» Work order:
Skip the pictures and return every entry exactly as written.

» The data:
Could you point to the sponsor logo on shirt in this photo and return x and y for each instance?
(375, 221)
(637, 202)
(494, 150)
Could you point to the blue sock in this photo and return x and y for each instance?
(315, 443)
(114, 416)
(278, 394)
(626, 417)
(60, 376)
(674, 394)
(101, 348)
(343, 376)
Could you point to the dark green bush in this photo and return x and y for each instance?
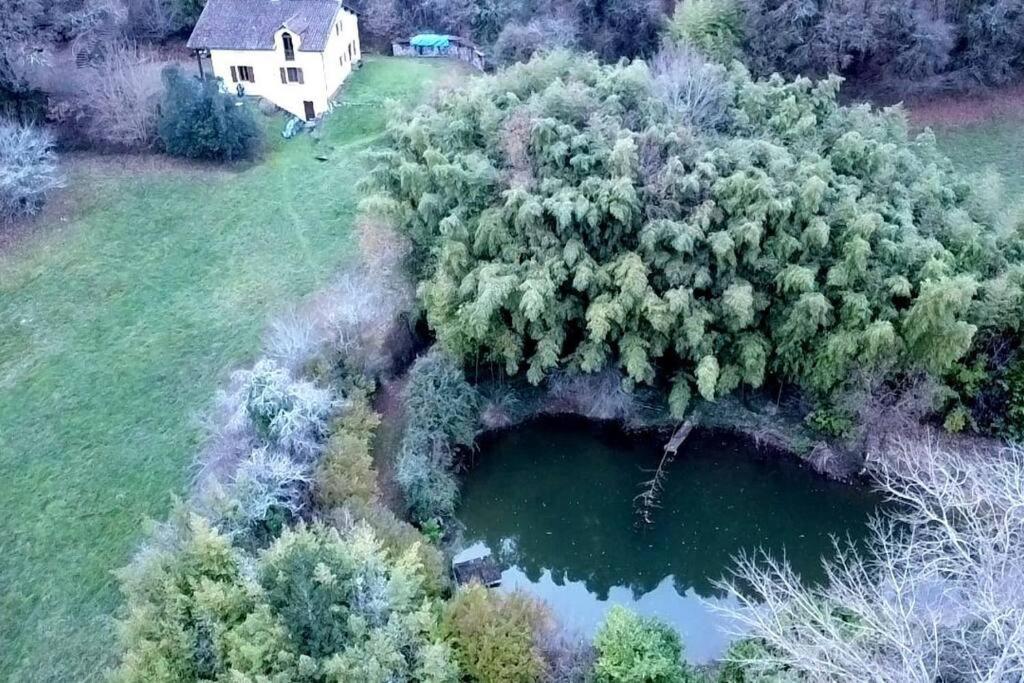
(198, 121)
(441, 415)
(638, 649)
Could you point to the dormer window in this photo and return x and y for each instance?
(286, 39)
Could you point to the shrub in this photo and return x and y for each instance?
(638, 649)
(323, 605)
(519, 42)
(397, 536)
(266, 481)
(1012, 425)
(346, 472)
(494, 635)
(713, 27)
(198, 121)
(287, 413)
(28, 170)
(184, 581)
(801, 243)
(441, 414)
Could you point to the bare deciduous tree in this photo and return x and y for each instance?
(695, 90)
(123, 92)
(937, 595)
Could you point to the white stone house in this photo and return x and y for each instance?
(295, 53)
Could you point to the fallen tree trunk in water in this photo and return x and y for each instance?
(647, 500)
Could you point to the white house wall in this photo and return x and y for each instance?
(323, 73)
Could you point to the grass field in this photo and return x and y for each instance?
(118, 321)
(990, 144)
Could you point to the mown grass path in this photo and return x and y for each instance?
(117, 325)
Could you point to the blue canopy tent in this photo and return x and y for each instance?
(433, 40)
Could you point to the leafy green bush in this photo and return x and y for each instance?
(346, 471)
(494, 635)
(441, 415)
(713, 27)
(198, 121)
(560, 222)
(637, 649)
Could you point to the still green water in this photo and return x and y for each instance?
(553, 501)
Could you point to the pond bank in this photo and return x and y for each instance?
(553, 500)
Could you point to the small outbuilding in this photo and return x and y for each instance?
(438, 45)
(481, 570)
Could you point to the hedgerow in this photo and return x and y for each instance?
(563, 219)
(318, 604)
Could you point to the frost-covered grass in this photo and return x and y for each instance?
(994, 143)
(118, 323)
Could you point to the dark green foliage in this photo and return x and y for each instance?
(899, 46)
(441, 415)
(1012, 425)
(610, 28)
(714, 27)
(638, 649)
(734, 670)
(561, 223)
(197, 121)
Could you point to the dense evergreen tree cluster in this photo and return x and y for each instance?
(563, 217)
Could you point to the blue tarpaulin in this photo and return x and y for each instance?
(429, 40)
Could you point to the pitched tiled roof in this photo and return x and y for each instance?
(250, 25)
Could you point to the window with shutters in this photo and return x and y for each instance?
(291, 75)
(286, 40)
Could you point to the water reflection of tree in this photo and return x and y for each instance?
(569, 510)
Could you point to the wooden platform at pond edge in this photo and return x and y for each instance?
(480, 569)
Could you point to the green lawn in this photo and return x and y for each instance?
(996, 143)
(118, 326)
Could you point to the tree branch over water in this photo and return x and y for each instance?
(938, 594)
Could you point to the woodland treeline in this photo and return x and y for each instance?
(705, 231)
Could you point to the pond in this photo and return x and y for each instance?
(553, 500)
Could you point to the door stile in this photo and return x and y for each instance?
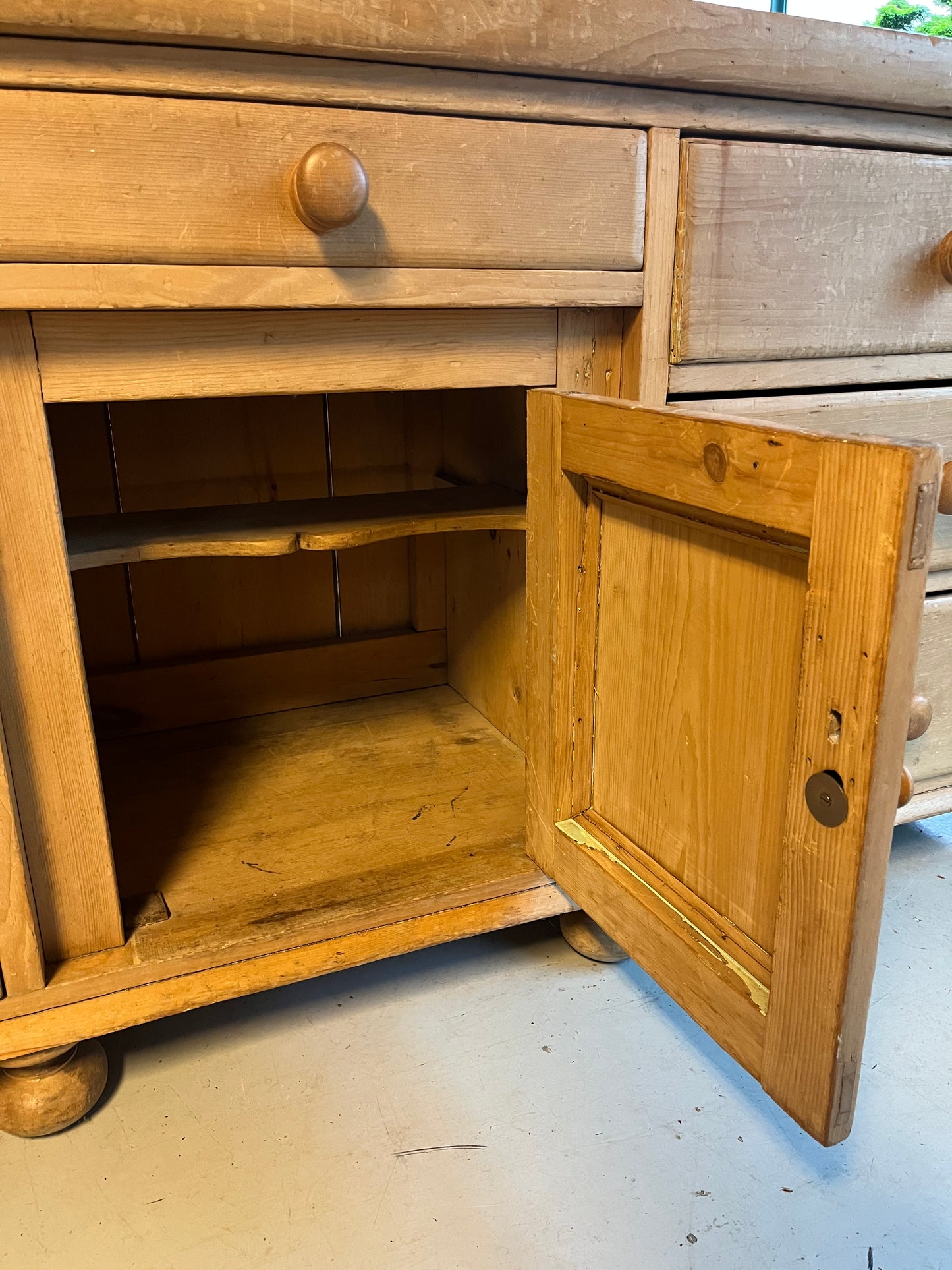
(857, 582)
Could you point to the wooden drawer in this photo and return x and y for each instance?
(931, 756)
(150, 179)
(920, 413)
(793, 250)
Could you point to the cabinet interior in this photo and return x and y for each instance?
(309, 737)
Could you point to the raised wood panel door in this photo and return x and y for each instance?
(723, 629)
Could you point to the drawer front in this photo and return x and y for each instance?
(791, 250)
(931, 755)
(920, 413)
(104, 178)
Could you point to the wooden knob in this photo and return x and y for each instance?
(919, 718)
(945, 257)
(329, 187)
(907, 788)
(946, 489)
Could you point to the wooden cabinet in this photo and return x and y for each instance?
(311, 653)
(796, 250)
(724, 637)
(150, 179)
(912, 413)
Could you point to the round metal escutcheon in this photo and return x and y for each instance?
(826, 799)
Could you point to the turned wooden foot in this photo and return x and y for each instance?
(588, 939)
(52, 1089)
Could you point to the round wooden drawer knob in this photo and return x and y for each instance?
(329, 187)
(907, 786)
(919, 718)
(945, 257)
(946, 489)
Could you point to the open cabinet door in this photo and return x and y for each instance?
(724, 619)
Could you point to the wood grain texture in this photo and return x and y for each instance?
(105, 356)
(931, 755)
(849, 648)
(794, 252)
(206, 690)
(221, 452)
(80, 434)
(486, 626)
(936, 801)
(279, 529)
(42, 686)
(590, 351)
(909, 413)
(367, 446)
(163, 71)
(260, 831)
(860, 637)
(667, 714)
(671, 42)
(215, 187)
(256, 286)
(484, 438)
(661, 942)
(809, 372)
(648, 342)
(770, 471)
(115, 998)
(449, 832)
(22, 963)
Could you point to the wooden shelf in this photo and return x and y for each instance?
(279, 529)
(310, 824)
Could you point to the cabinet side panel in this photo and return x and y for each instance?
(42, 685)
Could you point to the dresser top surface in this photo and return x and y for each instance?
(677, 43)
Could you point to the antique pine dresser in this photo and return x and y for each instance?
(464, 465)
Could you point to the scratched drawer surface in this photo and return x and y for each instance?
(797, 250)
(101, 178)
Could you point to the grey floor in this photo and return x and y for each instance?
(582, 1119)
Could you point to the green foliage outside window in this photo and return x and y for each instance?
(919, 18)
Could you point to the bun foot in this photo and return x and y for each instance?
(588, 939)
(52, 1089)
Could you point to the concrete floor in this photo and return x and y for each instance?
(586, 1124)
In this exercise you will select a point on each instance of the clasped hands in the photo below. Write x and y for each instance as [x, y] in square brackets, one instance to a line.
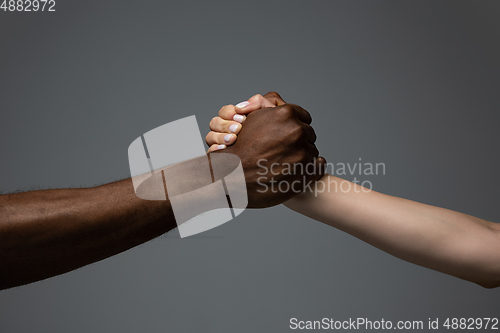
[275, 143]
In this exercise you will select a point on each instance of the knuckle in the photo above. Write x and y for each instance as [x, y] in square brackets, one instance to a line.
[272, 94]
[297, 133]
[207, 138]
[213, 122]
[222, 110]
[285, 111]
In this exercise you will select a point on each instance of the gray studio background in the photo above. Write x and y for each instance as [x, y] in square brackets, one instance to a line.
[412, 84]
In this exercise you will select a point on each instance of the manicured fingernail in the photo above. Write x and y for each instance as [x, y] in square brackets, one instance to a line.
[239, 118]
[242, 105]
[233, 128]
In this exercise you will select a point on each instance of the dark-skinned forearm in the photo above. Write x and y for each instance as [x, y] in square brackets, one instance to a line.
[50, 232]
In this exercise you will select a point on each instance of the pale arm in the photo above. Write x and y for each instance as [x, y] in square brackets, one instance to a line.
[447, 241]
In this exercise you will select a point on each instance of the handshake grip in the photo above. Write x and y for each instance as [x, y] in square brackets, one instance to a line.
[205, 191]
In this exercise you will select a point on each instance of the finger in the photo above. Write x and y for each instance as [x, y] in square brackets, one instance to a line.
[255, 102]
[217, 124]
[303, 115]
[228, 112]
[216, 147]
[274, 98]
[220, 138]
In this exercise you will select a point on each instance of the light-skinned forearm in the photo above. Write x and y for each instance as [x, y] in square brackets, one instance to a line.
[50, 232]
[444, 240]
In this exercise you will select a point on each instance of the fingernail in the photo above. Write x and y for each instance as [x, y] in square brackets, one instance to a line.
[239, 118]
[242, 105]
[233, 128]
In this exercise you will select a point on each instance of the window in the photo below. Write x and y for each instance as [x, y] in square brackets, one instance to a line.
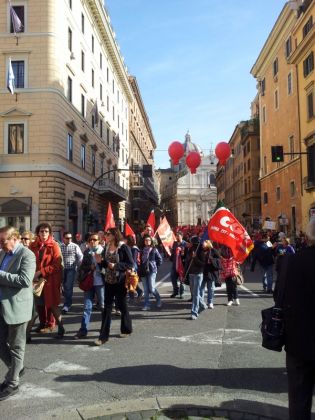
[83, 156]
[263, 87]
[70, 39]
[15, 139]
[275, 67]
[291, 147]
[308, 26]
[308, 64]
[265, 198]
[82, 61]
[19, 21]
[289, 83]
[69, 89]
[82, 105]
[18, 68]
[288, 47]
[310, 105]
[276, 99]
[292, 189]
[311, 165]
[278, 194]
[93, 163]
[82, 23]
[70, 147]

» Task output:
Could you point to the sponsor logo on shirt in this photo and return x and y for each instance?
(375, 221)
(637, 202)
(494, 150)
Could you point to the blue sock in this photo and return x and y for each instance?
(315, 443)
(114, 416)
(278, 394)
(626, 417)
(60, 376)
(674, 394)
(101, 348)
(343, 376)
Could you point to the dark green bush in this photo and return x and y for each instance?
(198, 121)
(441, 415)
(638, 649)
Could you point to the dormer window in this photo and return x and y for each instance?
(286, 39)
Could you point to the shrub in this photo and return x and y for each instance?
(638, 649)
(323, 605)
(519, 42)
(397, 536)
(266, 481)
(1012, 425)
(346, 472)
(494, 635)
(713, 27)
(198, 121)
(287, 413)
(28, 170)
(184, 581)
(801, 243)
(441, 414)
Could you point to the bare deciduous tree in this photo and return x and y for each instance?
(695, 90)
(123, 92)
(937, 595)
Could you point to the white stone house in this photo and return x and y for each instance?
(295, 53)
Could you point to the fallen tree trunk in water in this photo and return x and y for each instance?
(647, 500)
Could you point to the white house wall in this photo and return x and y for each instance?
(323, 73)
Could you point to the grass field in this photo and return x and y for each instance?
(118, 321)
(990, 144)
Could you point to the mown grass path in this photo and return x and y for each instance?
(117, 325)
Could you point to the blue canopy tent in this photo and return x and y for each instance?
(433, 40)
Could you point to the leafy green bush in this photo and return x and y for each instance?
(346, 471)
(494, 635)
(441, 415)
(713, 27)
(198, 121)
(560, 222)
(637, 649)
Could you point to the still green water in this photo and return x and y for each instance?
(553, 501)
Could you point to the pond bank in this photo and return x and y for each instance?
(553, 500)
Could you point to the small outbuilding in this photo and return x and y for each instance?
(438, 45)
(481, 570)
Could you point to the hedgerow in this photo and return x and y for each instance?
(563, 219)
(318, 604)
Could you point to the frost-covered grass in this photo and return x and y for each instance?
(994, 143)
(118, 323)
Could you point to the dark green foliage in this photo and return x and y for each instance?
(899, 46)
(441, 415)
(1012, 425)
(610, 28)
(714, 27)
(638, 649)
(734, 670)
(561, 223)
(197, 121)
Could you point to the dense evergreen tree cluster in this photo and return x and y for each instance?
(563, 217)
Could you point to the blue tarpaulin in this photo and return x and y for each instance?
(429, 40)
Could you point to the pitched tiled roof in this photo and return x and y for each instance?
(250, 25)
Could you point to the window with shutters in this photo and return x and y for each instance?
(291, 75)
(286, 40)
Could you point to the water reflection of tree in this photo and return x and y for each instance?
(569, 510)
Could you point to the wooden platform at pond edge in this photo and return x and y for each instance?
(480, 569)
Could you point to the green lawn in this photo and return x and y for each instance?
(996, 143)
(118, 326)
Could you point to the tree branch over water in this photo and return x and y for each instance?
(938, 594)
Could you point to the woodland treeline in this photo and return x and y for each instance?
(705, 231)
Could you point to the pond in this photo and return x and y for each instance?
(553, 500)
Could you point to the door stile in this photo and return x and y for each instance?
(857, 582)
Could you point to the wooden drawer in this photo and return x and y for each instance?
(931, 756)
(150, 179)
(920, 413)
(793, 250)
Could you point to the cabinet interior in this photo and return x and y for each instance?
(309, 737)
Could you point to the raised wood panel door in this photo and return x and y for each instance?
(723, 629)
Could you point to the drawer front in this photo and return x and y for each instance?
(791, 250)
(931, 755)
(920, 413)
(104, 178)
Could you point to the wooden knob in this photo and return x and y for each instance?
(919, 718)
(945, 257)
(329, 187)
(907, 788)
(946, 489)
Could you point to the wooden cabinet in this photo and return x and y for each instance?
(311, 653)
(796, 250)
(724, 637)
(150, 179)
(912, 413)
Could you point to the round metal escutcheon in this photo and return x and y for each instance?
(826, 799)
Could you point to the turned wooden foot in this photo and return x and y for each instance?
(588, 939)
(52, 1089)
Could you point to the round wooden drawer knob in this photo and return x and y for each instance?
(329, 187)
(907, 786)
(919, 718)
(945, 257)
(946, 489)
Could you point to the open cabinet door in this photo and return x and y for each instance?
(724, 619)
Could you point to the wood grain texture in this photo and return x and y for each instance?
(105, 356)
(931, 755)
(849, 648)
(794, 252)
(206, 690)
(221, 452)
(80, 434)
(486, 626)
(936, 801)
(279, 529)
(42, 686)
(590, 351)
(909, 413)
(367, 446)
(163, 71)
(260, 831)
(860, 637)
(667, 714)
(671, 42)
(215, 187)
(256, 286)
(484, 438)
(661, 942)
(809, 372)
(648, 342)
(770, 471)
(115, 998)
(449, 832)
(22, 963)
Could you point to the wooden shelf in this photo and return x and y for each instance?
(279, 529)
(310, 824)
Could you point to the cabinet side panel in this photo and return x and y for each instance?
(42, 685)
Could you point to the dresser top surface in this photo and return x and y for each instance?
(677, 43)
Could you point to the antique pine dresser in this photo and return x and y for each instance?
(464, 465)
Could you point to the scratched drawer surface in this photo and return x and y for each instance?
(797, 250)
(101, 178)
Could you point to the grey floor in this photo and return x and y for each instance?
(582, 1119)
Could you point to the green foliage outside window in this photo and return x and y for each instance?
(919, 18)
Could you point to the bun foot in this photo and return x and y for each instance?
(588, 939)
(52, 1089)
Could you point to the concrete floor in this photo and return x and y for each instance?
(586, 1124)
In this exercise you will select a point on each instance of the clasped hands in the photo below. Write x and y for each instance as [x, y] in square brackets, one instance to a line.
[275, 143]
In this exercise you will select a point on each instance of the knuckle in the photo above. Write x and y for each instance as [x, y] in square brackets, one instance to a line.
[272, 94]
[297, 133]
[207, 138]
[213, 122]
[222, 110]
[285, 111]
In this exercise you will select a point on each instance of the gray studio background in the photo above. Write x and y for each instance as [x, y] in square brackets, one instance to a line.
[412, 84]
In this exercise you will select a point on each instance of the manicured fingernail in the photo above. Write x and y for each instance as [x, y] in square brackets, one instance to a line.
[239, 118]
[242, 105]
[233, 128]
In this exercise you will select a point on each instance of the dark-skinned forearm in the photo above. Write x and y for each instance as [x, y] in square brackets, one instance to a line.
[50, 232]
In this exercise you will select a point on each instance of the pale arm in the photo above. Write x and y for each instance as [x, y] in square brackets, one instance to a line.
[447, 241]
In this exercise you will select a point on each instance of the handshake grip in the photo above. Write x and y for each instance as [x, y] in square brackets, one instance to a line.
[205, 191]
In this exercise you will select a point on each instance of the finger in the photo above. Write x and y for each instance as [x, y] in square brackets, one instance to a line.
[255, 102]
[217, 124]
[303, 115]
[228, 112]
[216, 147]
[274, 98]
[220, 138]
In this exercise you will select a point on each instance of the light-skinned forearm in the photo above. Write x and y for each instance as [x, y] in square brackets, one instance to a line.
[50, 232]
[444, 240]
In this exercise you will select a point on each instance of the fingernail in the photo above. Write x and y for each instance as [x, y] in square brackets, one instance to a line.
[239, 118]
[242, 105]
[233, 128]
In this exercise you will select a point on each instance of the window in the photo below. Write x and y for each instance as [x, y] in square brackets, one instance to a line.
[83, 156]
[263, 87]
[70, 39]
[15, 139]
[275, 67]
[291, 147]
[308, 26]
[308, 64]
[265, 198]
[82, 61]
[19, 21]
[289, 83]
[69, 89]
[82, 105]
[18, 68]
[288, 47]
[310, 105]
[276, 99]
[292, 189]
[311, 165]
[278, 194]
[93, 163]
[82, 23]
[70, 147]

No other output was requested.